## Selection

Posted 29 September 2015. PMN Crop News.
Overwhelmed By Soybean Seed Options?
Four tips for choosing the best varieties for your farm
Source: United Soybean Board Press Release. www.unitedsoybean.org
Chesterfield, Missouri (September 15, 2015)--Harvest may seem like it’s in the distant future when you’re surrounded by green fields, but it’s never too early to start thinking about the 2016 growing season and selecting next year’s seeds.
You’ve probably already received numerous seed catalogs or been browsing varieties online. Narrowing down hundreds of available varieties to just a handful can be a daunting task. Here are four things to look for to help you get started:
1. Know what works for your farm
Your farm is unique, and nobody knows it better than you. Your fields have specific soil types, fertility levels, pest susceptibility and crop histories. You know which varieties you’ve used in the past that have worked well and which didn’t. Keep these factors in mind when making seed decisions.
Kyle Bridgeforth, a farmer from Tanner, Alabama, keeps yield records of every variety he plants.
“We largely base our decisions on our personal records of yield performance and the local experiment station’s yield report,” says Bridgeforth. “Yield history and yield potential are some of the most influential factors we look at.”

## Exercise task A
Find every line in the records below that contains the word "wooden", and copy each of those lines in full. Matching is case-sensitive.

## Rows from a dataset

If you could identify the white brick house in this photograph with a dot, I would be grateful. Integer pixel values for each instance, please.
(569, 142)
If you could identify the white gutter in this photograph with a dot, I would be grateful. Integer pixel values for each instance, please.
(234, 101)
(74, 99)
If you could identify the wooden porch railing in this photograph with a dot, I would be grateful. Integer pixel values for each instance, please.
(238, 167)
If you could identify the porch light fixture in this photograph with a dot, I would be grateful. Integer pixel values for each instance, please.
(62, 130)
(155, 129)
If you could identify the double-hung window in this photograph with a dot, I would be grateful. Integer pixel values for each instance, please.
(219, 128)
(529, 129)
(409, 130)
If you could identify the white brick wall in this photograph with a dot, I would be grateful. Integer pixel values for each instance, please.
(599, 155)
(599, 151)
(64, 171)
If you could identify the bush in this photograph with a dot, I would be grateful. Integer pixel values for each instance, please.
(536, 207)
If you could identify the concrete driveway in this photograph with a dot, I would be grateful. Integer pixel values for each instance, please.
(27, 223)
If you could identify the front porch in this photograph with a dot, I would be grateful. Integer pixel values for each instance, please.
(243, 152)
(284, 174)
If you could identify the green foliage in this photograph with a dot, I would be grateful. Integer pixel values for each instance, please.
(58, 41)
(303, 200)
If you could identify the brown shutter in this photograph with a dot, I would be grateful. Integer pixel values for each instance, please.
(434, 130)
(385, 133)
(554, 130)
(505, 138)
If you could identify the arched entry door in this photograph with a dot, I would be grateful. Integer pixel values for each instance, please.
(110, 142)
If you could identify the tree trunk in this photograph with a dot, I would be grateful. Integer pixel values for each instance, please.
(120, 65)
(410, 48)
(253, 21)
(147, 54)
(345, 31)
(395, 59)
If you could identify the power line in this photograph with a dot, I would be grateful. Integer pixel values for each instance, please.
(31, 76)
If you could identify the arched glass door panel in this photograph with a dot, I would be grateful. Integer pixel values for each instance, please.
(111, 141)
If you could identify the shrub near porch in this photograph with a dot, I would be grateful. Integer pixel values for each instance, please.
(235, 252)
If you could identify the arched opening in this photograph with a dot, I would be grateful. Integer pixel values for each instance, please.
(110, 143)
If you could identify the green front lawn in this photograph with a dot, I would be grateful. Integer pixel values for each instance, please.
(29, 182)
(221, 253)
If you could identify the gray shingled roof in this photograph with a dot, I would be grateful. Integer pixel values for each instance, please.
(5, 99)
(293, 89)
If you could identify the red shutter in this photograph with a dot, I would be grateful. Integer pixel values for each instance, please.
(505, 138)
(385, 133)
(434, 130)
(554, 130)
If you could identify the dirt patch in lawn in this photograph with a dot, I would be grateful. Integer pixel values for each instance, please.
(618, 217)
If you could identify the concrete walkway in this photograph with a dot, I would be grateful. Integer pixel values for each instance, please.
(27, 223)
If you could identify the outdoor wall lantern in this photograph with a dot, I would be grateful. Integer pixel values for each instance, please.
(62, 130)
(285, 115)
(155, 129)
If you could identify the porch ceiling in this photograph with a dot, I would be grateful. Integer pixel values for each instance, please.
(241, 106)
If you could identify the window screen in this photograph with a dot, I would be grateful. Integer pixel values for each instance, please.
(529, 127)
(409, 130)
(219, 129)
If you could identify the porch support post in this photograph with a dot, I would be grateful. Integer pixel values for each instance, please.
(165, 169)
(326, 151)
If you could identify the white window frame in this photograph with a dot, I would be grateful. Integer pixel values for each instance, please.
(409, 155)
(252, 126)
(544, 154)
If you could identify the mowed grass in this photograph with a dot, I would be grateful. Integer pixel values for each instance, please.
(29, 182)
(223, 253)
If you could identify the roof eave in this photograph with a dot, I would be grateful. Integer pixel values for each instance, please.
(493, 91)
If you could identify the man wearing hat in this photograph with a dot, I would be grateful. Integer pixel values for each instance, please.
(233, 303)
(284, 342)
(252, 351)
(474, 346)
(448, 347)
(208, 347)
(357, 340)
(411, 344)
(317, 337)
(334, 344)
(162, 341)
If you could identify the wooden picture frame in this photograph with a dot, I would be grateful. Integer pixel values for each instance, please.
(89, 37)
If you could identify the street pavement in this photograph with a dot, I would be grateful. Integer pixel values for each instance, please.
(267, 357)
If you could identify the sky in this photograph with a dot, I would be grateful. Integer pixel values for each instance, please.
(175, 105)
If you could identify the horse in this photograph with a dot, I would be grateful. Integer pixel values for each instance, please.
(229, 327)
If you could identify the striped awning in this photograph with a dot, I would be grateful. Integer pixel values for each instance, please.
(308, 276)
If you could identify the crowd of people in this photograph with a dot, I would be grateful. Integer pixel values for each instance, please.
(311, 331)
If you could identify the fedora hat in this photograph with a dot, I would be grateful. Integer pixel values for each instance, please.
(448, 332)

## Exercise task B
Decide whether each statement below agrees with the soybean seed article, and support each yes or no with the deciding words quoted from the article. (i) Kyle Bridgeforth farms in Tanner, Alabama. (ii) The article offers five tips for choosing seed varieties. (iii) The article was posted on September 15, 2015.

## Exercise output A
If you could identify the wooden porch railing in this photograph with a dot, I would be grateful. Integer pixel values for each instance, please.
If you could identify the wooden picture frame in this photograph with a dot, I would be grateful. Integer pixel values for each instance, please.

## Exercise output B
(i) Yes: "Kyle Bridgeforth, a farmer from Tanner, Alabama, keeps yield records of every variety he plants."
(ii) No: "Here are four things to look for to help you get started:"
(iii) No: "Posted 29 September 2015."